- DIRECTIONS FOR THIS TASK: Rewrite every line of the entries below, from the line containing "Look at the photograph above. For each instance of the row" through the line containing "x=559, y=16", offsetting each x and y value in the answers by 14. Keep all other lines unchanged.

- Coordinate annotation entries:

>> start

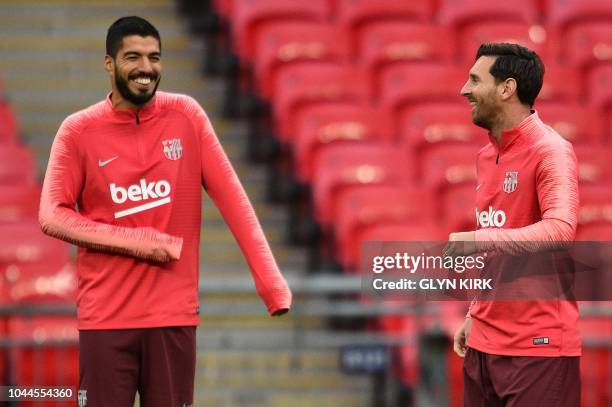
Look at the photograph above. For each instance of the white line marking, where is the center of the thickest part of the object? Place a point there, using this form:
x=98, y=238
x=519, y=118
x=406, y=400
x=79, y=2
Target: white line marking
x=141, y=208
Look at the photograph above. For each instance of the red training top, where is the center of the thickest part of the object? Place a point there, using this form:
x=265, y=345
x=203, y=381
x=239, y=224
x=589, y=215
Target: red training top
x=137, y=179
x=527, y=201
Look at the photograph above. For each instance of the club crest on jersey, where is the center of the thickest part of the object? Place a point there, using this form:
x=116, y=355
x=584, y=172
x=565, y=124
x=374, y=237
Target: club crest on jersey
x=510, y=182
x=173, y=149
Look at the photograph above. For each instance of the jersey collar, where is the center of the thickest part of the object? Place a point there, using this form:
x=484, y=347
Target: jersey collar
x=134, y=115
x=523, y=130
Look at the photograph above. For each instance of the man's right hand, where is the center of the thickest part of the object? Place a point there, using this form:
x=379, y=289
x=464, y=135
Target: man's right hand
x=461, y=337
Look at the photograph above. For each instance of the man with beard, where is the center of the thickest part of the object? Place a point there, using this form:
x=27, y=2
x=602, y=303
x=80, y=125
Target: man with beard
x=135, y=164
x=519, y=353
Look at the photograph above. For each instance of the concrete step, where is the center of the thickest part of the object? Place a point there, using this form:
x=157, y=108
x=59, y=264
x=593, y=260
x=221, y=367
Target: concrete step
x=306, y=360
x=242, y=379
x=266, y=398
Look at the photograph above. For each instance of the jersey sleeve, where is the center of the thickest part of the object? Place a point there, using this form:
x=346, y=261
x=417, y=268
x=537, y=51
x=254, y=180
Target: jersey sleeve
x=557, y=189
x=64, y=180
x=224, y=188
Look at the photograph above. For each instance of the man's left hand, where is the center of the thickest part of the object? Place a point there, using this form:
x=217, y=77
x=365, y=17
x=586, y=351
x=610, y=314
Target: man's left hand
x=460, y=244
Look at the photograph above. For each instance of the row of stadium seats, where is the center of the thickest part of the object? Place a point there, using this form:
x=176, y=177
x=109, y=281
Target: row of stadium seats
x=363, y=102
x=36, y=275
x=559, y=16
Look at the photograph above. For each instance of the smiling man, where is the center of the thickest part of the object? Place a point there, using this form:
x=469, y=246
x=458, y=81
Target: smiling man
x=134, y=165
x=518, y=353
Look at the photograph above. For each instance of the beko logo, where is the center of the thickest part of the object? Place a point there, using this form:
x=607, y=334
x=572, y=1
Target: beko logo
x=156, y=193
x=491, y=218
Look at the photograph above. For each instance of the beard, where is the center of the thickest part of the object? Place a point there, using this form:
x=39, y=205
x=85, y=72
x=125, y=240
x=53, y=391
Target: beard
x=140, y=98
x=485, y=115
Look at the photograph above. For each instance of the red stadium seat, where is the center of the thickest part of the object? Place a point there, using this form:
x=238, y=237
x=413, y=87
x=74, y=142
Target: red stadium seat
x=322, y=126
x=422, y=231
x=562, y=13
x=458, y=206
x=344, y=166
x=439, y=123
x=574, y=122
x=596, y=232
x=16, y=165
x=49, y=353
x=600, y=88
x=588, y=44
x=249, y=14
x=36, y=267
x=224, y=7
x=364, y=206
x=595, y=204
x=529, y=35
x=561, y=84
x=355, y=15
x=594, y=164
x=314, y=83
x=9, y=129
x=442, y=166
x=385, y=43
x=459, y=13
x=18, y=202
x=407, y=85
x=566, y=15
x=281, y=43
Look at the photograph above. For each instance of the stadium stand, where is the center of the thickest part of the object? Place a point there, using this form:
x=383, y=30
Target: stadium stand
x=362, y=96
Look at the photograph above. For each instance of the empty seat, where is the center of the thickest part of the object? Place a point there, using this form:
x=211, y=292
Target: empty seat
x=16, y=165
x=459, y=13
x=600, y=88
x=356, y=15
x=320, y=126
x=19, y=202
x=249, y=14
x=338, y=167
x=48, y=354
x=361, y=207
x=458, y=205
x=447, y=165
x=563, y=13
x=561, y=84
x=573, y=121
x=439, y=123
x=35, y=267
x=290, y=42
x=9, y=129
x=588, y=44
x=407, y=85
x=595, y=203
x=311, y=83
x=385, y=43
x=594, y=163
x=531, y=36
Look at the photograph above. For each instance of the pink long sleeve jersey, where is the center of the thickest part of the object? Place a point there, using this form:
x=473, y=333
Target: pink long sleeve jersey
x=527, y=200
x=137, y=177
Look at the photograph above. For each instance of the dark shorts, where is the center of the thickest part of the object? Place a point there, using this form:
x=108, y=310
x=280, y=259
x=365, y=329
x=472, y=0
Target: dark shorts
x=520, y=381
x=159, y=363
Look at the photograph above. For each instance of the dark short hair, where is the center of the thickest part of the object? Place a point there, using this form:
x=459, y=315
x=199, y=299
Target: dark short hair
x=517, y=62
x=126, y=26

>> end

- THE RESULT:
Look at the photograph above. For each instance of the row of stadium seats, where is the center of the thickest part of the object? Place a point there, using this form:
x=176, y=177
x=109, y=281
Target: row of stadium seats
x=377, y=116
x=50, y=289
x=573, y=30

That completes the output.